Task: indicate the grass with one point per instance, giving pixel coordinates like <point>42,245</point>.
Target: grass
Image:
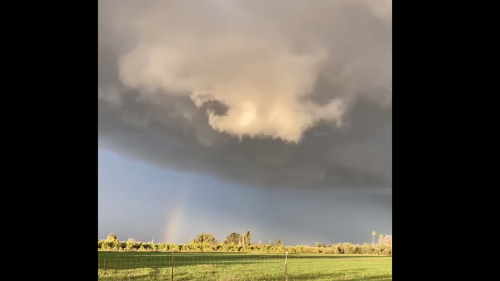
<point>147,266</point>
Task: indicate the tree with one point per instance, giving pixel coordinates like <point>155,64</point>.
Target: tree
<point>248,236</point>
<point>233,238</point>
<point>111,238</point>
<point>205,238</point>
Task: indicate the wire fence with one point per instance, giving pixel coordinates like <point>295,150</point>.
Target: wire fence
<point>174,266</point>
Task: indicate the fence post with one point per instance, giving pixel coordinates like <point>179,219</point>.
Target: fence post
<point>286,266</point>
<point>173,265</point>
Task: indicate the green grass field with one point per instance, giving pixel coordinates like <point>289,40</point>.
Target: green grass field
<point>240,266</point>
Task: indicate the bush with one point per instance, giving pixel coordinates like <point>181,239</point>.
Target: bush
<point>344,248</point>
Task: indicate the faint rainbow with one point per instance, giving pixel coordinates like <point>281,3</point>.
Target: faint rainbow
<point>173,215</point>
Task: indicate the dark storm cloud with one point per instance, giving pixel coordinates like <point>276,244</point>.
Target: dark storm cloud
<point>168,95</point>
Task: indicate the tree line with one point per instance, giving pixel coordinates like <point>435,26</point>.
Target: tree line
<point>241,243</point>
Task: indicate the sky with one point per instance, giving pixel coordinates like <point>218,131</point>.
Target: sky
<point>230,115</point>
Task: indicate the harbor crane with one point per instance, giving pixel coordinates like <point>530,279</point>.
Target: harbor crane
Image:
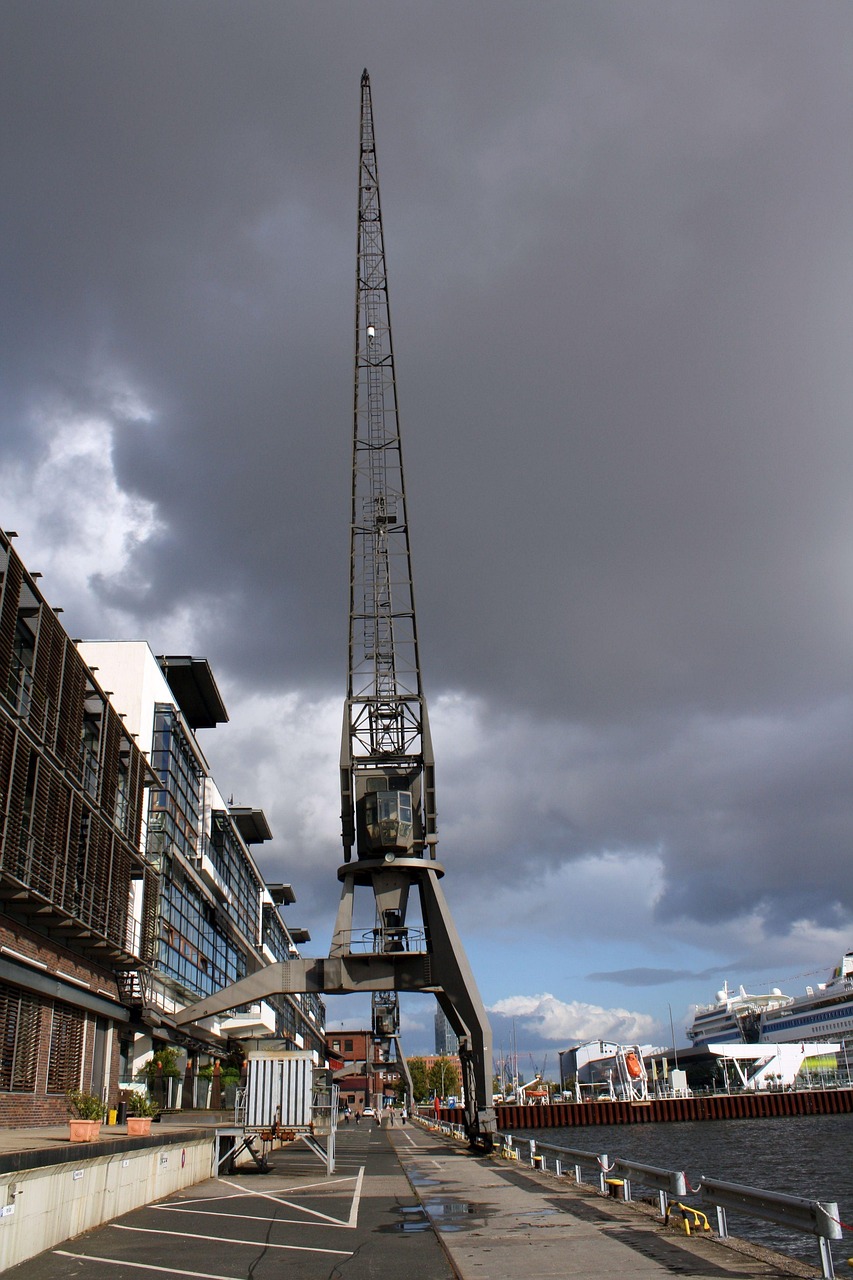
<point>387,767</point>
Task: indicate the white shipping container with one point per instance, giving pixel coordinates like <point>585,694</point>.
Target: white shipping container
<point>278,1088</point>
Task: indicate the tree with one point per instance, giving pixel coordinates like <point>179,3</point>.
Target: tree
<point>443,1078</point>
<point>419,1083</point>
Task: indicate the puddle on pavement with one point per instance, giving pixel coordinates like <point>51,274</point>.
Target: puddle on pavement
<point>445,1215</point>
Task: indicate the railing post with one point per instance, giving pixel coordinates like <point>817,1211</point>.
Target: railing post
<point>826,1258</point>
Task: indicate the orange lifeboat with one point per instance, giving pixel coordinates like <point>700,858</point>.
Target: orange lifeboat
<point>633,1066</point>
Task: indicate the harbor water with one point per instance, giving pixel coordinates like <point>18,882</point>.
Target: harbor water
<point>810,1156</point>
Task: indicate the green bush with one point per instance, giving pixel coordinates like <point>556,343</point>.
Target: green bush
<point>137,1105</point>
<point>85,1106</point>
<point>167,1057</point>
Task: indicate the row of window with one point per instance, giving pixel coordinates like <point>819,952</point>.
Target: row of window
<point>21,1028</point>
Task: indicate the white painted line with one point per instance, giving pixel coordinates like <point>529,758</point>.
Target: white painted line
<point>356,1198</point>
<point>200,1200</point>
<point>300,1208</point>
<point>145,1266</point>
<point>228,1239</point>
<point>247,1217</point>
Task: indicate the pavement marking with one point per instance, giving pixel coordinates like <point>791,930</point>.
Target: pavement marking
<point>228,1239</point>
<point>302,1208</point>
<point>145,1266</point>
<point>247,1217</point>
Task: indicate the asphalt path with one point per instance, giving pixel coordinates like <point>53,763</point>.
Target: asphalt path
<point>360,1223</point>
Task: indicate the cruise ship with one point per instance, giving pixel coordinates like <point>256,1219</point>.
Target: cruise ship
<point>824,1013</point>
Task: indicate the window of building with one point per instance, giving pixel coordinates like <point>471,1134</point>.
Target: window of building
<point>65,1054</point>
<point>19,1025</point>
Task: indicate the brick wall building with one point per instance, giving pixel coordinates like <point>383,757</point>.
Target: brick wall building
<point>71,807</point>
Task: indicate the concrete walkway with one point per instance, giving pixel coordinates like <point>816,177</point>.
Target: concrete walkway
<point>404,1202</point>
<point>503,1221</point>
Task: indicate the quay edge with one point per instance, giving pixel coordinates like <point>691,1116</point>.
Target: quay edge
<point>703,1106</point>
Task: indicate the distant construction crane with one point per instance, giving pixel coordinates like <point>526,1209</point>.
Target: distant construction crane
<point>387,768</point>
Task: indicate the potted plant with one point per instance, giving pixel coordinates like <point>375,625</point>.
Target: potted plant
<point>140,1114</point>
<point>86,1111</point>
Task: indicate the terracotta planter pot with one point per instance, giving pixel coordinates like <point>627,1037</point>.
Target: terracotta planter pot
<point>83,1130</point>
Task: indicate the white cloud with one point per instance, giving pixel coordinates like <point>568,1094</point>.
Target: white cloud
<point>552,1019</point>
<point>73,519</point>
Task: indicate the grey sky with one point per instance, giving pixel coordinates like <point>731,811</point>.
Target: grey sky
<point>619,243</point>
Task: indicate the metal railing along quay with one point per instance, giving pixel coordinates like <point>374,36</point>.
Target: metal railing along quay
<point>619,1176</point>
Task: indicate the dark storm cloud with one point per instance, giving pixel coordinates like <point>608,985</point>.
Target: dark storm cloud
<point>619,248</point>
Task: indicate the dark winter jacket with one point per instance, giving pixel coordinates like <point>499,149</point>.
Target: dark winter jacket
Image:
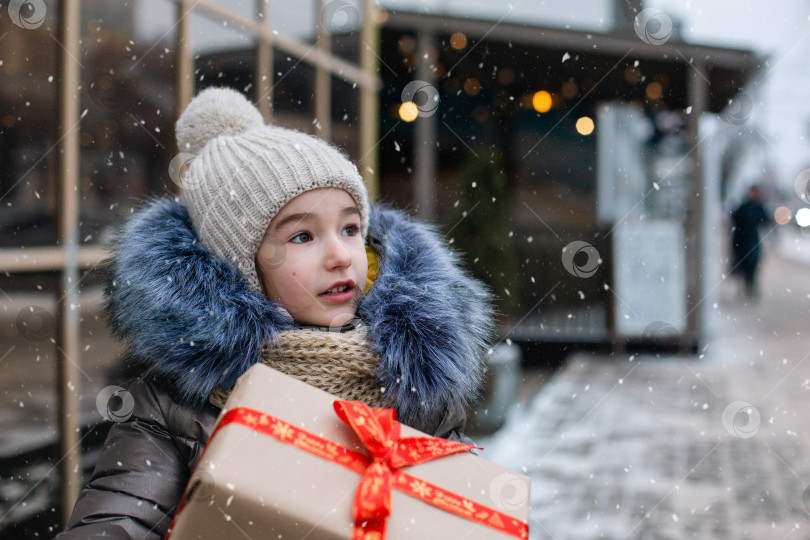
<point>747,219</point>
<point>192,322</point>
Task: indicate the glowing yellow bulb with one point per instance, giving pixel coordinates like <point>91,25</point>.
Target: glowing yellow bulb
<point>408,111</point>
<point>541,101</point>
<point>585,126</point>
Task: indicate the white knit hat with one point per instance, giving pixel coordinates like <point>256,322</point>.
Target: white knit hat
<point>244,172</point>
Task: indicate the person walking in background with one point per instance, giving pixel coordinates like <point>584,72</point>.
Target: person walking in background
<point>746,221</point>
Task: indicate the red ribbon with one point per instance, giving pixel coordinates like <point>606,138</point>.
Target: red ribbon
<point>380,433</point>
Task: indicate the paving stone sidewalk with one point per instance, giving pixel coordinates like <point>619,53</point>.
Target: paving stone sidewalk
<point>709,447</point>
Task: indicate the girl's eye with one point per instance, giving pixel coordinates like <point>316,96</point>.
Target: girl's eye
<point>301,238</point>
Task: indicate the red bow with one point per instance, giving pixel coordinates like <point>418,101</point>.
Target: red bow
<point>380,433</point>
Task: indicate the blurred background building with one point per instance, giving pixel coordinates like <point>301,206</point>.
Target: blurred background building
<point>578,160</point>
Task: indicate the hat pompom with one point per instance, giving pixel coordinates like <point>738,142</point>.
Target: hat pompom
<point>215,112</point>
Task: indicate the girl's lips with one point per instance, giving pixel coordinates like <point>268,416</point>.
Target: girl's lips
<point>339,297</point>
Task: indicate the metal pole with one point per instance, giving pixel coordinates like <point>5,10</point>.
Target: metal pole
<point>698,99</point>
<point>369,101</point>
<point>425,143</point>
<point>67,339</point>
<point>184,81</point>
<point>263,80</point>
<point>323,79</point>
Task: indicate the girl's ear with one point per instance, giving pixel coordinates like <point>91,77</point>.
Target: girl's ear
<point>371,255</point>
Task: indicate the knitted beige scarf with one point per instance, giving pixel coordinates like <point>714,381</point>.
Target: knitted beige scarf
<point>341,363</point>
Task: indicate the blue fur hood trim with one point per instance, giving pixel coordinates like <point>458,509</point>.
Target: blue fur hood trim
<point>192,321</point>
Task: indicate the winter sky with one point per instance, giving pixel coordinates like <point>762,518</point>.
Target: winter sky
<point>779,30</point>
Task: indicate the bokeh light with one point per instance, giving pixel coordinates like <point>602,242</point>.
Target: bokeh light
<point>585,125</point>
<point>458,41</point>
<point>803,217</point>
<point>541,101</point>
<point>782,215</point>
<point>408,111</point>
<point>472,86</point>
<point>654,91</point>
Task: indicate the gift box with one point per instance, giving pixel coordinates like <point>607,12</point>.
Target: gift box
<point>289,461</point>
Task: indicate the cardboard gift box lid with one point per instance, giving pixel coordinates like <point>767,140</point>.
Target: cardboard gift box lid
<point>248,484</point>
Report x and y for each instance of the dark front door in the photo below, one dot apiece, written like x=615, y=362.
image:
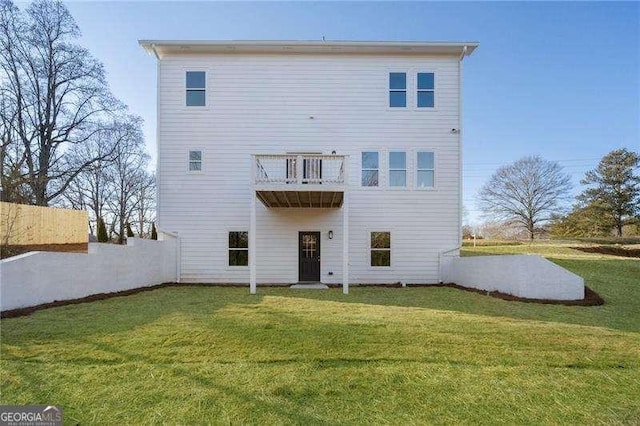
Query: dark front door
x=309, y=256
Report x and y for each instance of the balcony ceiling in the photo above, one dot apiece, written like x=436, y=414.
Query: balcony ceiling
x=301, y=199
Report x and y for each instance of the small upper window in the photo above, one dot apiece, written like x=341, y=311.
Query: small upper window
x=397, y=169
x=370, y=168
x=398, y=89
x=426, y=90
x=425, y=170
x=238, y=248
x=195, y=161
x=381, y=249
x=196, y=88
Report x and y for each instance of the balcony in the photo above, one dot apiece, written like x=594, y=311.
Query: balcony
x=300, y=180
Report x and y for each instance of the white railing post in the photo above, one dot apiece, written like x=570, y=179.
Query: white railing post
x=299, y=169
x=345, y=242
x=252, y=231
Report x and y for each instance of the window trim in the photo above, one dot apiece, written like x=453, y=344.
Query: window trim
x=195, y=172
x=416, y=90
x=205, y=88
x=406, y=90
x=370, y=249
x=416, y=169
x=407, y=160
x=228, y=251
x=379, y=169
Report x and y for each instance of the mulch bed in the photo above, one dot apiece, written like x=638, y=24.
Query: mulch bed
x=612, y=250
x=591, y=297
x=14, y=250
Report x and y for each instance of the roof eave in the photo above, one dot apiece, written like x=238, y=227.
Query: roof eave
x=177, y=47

What to do:
Only a number is wanted here: how many lines of the data hold the string "jacket".

Written reply:
2